Copy the items below word for word, from the line containing "Target: goat ear" through the end of the items, with both ends included.

>> START Records to use

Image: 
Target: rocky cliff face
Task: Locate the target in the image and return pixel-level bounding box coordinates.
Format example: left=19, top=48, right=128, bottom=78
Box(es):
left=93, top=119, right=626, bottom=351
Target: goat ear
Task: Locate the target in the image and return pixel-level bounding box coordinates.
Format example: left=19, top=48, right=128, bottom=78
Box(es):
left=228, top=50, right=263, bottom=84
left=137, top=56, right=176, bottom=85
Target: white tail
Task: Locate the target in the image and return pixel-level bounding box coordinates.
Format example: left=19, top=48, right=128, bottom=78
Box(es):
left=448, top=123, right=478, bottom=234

>> END Records to use

Response>
Target: goat ear
Task: Locate the target in the image and return pixel-level bounding box coordinates.
Format example: left=19, top=48, right=128, bottom=78
Box(es):
left=228, top=50, right=263, bottom=84
left=137, top=56, right=176, bottom=85
Target: white tail
Task: Locate the target in the image and return pixel-level bounding box coordinates.
Format example: left=19, top=48, right=128, bottom=78
Box(es):
left=448, top=123, right=478, bottom=234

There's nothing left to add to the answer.